── PAGE

7. The light bulb as claimed in claim 1, wherein said metal holder
plate comprises a plurality of retaining lugs equiangularly spaced
around the border area thereof; said light-transmissive shade
comprises a plurality of retaining grooves respectively forced into
engagement with respective top ends of said retaining lugs of said
metal holder plate; said light transmitting lamp shell comprises a
plurality of retaining grooves respectively forced into engagement
with respective bottom ends of said retaining lugs of said metal
holder plate.
8. The light bulb as claimed in claim 1, wherein said metal holder
plate comprises a plurality of retaining holes arranged at
equiangular intervals; said light transmitting lamp shell comprises
a plurality of bottom hooks extended from a bottom side thereof and
arranged at equiangular intervals and respectively hooked in the
retaining holes of said metal holder plate.
9. The light bulb as claimed in claim 1, wherein said light source
module further comprises an electric connector mounted at said
second circuit board and electrically connected to said first
circuit board, said electric connector comprising a plurality of
upright contact pins, a first adapter board mounted at a top side
of said first circuit board and bonded to said upright contact pins
of said electric connector and electrically connected to said power
supply module, a second adapter board mounted at a bottom side of
said second circuit board and bonded to said upright contact pins
of said electric connector; said metal holder plate, said first
circuit board and said second circuit board each comprise a
connector hole for accommodating said electric connector.
10. The light bulb as claimed in claim 1, wherein said metal holder
plate comprises a plurality of through holes; said second circuit
board is provided with a plurality of screws that are inserted
through the through hole of said metal holder plate and fastened to
said first circuit board.

────
── ENTRIES SHOWN

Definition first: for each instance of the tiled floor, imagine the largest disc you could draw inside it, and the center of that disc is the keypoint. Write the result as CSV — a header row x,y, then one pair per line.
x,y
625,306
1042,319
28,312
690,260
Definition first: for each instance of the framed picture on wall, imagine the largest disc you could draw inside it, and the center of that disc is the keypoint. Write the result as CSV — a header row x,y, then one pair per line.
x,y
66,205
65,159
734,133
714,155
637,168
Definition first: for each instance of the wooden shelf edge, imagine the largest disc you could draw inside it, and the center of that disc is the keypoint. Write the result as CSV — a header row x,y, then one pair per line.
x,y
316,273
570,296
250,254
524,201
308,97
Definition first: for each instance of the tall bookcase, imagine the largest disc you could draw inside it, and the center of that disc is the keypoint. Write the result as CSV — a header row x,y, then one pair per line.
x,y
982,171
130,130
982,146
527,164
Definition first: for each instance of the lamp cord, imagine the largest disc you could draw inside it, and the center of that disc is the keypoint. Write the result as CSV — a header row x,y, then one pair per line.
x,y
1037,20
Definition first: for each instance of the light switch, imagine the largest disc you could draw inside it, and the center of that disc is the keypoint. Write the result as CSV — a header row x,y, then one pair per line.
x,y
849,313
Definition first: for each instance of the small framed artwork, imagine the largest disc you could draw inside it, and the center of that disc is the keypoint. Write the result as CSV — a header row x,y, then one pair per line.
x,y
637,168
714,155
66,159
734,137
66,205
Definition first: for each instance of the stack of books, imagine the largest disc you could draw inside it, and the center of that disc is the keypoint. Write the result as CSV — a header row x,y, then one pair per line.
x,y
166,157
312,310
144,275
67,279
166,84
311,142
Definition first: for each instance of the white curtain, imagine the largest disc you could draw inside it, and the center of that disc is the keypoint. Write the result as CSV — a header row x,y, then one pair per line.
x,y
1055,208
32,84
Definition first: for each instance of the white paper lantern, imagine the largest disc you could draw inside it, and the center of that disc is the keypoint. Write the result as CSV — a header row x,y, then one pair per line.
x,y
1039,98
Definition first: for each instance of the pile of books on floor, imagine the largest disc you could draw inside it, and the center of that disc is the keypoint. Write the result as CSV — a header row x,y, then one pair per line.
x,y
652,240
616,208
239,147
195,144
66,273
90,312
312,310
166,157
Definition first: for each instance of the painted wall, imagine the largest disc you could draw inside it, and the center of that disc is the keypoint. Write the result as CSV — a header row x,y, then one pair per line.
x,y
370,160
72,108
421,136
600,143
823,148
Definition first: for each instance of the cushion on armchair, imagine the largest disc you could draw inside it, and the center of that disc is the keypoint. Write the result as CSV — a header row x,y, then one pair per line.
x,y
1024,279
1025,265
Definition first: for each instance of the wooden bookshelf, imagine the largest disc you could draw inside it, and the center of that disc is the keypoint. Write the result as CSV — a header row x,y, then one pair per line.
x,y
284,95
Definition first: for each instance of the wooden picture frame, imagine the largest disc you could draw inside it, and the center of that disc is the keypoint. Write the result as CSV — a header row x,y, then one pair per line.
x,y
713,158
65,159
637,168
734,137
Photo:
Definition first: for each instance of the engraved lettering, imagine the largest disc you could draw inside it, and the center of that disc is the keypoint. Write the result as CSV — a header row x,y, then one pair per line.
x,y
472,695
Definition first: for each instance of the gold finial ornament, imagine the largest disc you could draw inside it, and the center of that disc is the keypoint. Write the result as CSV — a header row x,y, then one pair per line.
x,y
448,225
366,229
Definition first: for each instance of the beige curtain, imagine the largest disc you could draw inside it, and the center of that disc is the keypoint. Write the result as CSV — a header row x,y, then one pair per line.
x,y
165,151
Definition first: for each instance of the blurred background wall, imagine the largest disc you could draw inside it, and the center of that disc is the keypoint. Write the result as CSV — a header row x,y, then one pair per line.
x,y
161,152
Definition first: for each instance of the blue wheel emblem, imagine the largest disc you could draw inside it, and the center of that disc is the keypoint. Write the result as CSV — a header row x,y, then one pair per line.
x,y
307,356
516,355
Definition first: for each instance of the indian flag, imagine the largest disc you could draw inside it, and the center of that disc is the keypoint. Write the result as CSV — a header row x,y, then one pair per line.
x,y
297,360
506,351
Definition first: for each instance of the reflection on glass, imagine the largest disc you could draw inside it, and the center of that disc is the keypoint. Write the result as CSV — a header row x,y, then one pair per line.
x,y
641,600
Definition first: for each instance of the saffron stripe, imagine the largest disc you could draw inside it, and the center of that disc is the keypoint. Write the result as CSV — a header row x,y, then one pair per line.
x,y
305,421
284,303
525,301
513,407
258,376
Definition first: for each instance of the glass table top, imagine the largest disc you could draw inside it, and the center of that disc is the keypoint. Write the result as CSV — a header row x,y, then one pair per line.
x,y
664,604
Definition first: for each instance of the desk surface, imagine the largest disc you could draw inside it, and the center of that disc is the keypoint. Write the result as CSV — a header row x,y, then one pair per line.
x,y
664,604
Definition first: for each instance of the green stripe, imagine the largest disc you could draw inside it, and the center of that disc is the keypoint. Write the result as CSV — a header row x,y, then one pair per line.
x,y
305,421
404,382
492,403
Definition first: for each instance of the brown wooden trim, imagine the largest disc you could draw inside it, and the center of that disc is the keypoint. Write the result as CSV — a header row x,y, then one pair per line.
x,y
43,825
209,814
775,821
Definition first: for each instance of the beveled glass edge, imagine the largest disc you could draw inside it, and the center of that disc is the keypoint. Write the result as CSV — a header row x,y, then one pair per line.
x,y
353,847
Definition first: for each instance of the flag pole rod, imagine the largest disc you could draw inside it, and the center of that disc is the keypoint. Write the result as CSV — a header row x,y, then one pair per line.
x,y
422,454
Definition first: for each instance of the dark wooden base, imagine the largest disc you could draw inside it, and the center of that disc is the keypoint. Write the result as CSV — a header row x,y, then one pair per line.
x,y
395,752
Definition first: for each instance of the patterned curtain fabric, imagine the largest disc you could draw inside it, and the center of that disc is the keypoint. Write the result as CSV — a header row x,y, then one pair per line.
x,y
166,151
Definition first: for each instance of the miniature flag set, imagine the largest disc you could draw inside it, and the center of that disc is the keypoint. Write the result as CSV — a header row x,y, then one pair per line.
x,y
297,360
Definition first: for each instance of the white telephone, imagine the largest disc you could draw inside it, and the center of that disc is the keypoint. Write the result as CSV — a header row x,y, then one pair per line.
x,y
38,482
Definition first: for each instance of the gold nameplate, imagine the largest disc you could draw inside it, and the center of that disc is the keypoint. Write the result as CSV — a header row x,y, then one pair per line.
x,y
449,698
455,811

────

WHAT IS ASKED ->
(a) Copy the light bulb claims above, between "9. The light" and "said electric connector.", inclusive.
(b) For each statement below, decide whether the light bulb claims above agree with it, answering yes or no and quoting the words that decide it.
(i) The retaining lugs are equiangularly spaced around the border area of the metal holder plate.
(ii) The bottom hooks of the light transmitting lamp shell extend from its top side.
(iii) The screws on the second circuit board are fastened to the metal holder plate.
(c) According to the light bulb claims above, why do the metal holder plate, the first circuit board and the second circuit board each have a connector hole?

COMPLETED EXERCISE ->
(a)
9. The light bulb as claimed in claim 1, wherein said light source
module further comprises an electric connector mounted at said
second circuit board and electrically connected to said first
circuit board, said electric connector comprising a plurality of
upright contact pins, a first adapter board mounted at a top side
of said first circuit board and bonded to said upright contact pins
of said electric connector and electrically connected to said power
supply module, a second adapter board mounted at a bottom side of
said second circuit board and bonded to said upright contact pins
of said electric connector; said metal holder plate, said first
circuit board and said second circuit board each comprise a
connector hole for accommodating said electric connector.

(b)
(i) Yes: "a plurality of retaining lugs equiangularly spaced around the border area thereof"
(ii) No: "a plurality of bottom hooks extended from a bottom side thereof"
(iii) No: "inserted through the through hole of said metal holder plate and fastened to said first circuit board"

(c) Each connector hole is there to accommodate the electric connector.